• Position annotation records:
====
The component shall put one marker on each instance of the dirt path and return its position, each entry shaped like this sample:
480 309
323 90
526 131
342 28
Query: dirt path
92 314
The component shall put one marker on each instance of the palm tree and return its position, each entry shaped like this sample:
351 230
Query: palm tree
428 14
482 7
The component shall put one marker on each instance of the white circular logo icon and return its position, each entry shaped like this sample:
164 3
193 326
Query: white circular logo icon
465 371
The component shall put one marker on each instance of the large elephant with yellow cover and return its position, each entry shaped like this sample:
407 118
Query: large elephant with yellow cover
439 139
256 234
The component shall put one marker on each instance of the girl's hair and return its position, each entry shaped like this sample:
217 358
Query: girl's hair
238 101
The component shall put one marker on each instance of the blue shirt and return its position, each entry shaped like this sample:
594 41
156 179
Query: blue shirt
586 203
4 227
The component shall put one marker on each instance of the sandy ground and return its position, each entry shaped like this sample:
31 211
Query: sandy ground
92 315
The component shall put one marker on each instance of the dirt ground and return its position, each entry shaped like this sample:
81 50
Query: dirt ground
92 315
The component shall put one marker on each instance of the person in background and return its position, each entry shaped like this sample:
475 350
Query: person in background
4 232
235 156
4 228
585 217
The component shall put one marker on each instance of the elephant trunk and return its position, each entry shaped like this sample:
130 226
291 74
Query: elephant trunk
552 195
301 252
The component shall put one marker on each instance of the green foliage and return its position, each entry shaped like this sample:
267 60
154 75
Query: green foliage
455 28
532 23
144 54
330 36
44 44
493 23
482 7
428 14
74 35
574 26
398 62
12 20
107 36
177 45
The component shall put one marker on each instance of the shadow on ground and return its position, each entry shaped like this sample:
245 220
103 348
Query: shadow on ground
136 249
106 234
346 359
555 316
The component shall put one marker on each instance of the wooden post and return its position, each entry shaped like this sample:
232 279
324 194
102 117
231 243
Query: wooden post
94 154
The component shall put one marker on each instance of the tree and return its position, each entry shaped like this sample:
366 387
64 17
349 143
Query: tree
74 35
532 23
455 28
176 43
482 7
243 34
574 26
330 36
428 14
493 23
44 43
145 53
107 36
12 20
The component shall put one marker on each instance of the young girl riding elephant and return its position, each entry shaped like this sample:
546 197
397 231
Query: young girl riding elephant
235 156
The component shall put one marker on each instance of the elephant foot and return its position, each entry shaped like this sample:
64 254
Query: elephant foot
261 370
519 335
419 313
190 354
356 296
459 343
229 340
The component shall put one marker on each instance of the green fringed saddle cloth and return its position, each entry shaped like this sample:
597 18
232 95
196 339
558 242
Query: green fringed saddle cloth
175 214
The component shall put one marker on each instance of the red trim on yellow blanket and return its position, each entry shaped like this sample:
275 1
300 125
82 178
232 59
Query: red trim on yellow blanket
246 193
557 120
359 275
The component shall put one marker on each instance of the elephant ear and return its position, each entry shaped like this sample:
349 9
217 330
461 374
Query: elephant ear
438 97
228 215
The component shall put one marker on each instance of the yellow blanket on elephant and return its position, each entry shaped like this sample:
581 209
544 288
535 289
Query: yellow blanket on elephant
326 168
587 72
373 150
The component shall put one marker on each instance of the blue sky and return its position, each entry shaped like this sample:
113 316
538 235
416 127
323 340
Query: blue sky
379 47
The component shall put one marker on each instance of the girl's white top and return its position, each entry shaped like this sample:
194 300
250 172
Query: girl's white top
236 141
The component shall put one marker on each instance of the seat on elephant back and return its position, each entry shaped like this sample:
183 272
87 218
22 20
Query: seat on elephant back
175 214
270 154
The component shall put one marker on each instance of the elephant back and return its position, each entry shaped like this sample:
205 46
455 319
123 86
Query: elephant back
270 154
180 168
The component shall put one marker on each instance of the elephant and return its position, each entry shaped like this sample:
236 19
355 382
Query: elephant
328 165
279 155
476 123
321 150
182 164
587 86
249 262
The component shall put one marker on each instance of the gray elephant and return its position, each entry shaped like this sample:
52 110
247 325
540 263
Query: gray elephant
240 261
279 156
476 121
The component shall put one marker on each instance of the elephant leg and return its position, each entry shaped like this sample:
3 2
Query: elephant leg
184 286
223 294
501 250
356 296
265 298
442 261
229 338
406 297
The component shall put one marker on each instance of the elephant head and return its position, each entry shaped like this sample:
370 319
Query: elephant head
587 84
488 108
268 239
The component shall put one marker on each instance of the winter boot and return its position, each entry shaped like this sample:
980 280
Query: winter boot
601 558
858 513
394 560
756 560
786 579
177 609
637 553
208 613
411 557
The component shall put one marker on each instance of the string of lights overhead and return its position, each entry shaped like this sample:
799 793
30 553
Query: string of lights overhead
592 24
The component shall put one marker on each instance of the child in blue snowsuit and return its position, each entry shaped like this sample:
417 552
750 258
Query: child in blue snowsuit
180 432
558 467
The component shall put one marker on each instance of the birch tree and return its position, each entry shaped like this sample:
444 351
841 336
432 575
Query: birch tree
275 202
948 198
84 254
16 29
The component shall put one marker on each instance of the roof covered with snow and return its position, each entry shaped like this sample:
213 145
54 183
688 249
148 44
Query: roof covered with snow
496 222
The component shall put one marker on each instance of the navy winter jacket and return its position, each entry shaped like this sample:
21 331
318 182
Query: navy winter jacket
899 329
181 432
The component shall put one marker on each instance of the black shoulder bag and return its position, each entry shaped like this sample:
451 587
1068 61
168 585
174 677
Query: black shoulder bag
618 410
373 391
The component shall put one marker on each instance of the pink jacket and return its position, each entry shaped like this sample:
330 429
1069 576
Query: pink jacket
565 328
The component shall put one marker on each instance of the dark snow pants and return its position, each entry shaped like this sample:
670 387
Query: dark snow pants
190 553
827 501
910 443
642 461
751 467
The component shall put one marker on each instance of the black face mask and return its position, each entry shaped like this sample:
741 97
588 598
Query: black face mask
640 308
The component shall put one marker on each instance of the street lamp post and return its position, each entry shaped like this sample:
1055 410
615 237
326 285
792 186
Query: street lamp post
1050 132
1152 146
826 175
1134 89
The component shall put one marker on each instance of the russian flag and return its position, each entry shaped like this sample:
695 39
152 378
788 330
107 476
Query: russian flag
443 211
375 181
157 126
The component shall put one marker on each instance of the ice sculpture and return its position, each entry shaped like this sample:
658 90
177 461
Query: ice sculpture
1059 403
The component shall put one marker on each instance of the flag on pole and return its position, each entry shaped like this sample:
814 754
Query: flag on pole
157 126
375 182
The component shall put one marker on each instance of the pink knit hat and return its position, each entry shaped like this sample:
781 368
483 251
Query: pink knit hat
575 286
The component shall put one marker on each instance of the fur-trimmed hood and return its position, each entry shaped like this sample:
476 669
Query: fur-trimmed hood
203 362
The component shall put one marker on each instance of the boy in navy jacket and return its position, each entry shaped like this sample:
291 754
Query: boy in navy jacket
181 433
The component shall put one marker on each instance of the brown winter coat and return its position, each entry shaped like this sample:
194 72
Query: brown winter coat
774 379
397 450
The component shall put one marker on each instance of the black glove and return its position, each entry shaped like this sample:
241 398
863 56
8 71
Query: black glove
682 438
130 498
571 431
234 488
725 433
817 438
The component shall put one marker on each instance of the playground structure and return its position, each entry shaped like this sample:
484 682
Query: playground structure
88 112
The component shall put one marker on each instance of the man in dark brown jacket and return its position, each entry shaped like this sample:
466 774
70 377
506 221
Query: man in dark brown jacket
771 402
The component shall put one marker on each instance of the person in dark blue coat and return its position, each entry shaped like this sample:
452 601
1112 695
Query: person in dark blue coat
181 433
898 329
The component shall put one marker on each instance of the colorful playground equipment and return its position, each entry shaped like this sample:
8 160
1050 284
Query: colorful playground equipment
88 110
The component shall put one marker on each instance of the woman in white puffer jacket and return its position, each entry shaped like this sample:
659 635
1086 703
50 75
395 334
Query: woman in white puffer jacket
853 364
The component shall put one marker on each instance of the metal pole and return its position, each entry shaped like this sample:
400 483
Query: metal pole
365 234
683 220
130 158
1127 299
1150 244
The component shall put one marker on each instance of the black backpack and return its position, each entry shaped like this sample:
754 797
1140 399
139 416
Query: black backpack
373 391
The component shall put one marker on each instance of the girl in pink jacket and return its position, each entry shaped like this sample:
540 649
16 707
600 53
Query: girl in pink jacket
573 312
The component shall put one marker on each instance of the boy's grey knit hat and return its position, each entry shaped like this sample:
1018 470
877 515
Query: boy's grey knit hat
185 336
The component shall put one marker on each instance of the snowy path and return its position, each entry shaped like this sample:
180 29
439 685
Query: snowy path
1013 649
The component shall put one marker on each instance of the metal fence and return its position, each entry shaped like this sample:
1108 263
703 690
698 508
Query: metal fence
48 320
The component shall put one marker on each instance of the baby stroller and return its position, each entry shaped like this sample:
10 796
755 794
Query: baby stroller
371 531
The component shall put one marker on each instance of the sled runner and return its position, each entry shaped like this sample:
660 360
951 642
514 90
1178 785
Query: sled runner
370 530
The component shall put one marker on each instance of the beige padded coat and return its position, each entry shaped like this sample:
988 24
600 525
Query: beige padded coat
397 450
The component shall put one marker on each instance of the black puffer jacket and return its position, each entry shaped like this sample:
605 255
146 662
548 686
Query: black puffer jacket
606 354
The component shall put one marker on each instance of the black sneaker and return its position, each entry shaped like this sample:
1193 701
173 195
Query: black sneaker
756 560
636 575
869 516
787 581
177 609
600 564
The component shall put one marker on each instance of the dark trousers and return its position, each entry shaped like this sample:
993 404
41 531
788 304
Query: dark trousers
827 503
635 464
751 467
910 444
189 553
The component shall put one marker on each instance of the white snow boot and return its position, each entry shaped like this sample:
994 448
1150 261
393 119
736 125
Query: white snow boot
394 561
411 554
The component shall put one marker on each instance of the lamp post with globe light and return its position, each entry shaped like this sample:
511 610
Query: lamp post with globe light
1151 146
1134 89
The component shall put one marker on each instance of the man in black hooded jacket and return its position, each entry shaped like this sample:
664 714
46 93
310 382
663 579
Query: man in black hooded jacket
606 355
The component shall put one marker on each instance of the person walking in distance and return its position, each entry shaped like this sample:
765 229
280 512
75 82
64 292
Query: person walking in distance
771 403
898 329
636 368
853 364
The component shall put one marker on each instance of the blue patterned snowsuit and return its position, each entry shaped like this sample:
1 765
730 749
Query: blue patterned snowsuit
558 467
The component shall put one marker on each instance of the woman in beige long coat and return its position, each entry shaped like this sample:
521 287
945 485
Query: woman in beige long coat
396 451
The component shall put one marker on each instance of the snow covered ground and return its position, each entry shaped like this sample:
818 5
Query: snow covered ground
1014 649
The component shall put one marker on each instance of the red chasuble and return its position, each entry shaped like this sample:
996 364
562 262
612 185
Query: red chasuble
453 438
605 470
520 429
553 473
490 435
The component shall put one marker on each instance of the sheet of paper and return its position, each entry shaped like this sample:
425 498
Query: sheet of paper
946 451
====
• SHORT TASK:
Print the line containing "the person walking" and every line after it to the end of the records above, exactly as written, and nothing else.

• CORRECT ANSWER:
The component shall put one marker on each instance of the person walking in distance and return its position, each entry shaped like this sample:
765 229
280 512
75 82
64 292
Query: person walking in distance
771 403
898 329
636 368
853 364
The component shall put one marker on each instance of the blue patterned snowsuit and return its position, each entry shaped like this sample:
1 765
730 749
Query: blue patterned snowsuit
558 467
The component shall put one marker on each instance of the woman in beige long coat and return its position, each entry shaped like this sample:
521 287
945 485
Query: woman in beige long coat
396 451
The component shall put one marker on each instance of the snow covered ground and return its position, each entry shaped like this sample:
818 5
Query: snow covered ground
1014 649
The component shall put one marker on each instance of the red chasuble and return its position, each entry shaped like this sample:
996 364
562 262
612 185
Query: red chasuble
453 438
605 470
520 429
553 473
490 435
The component shall put one marker on each instance of the sheet of paper and return its position, each entry shaped like this sample:
425 498
Query: sheet of paper
946 451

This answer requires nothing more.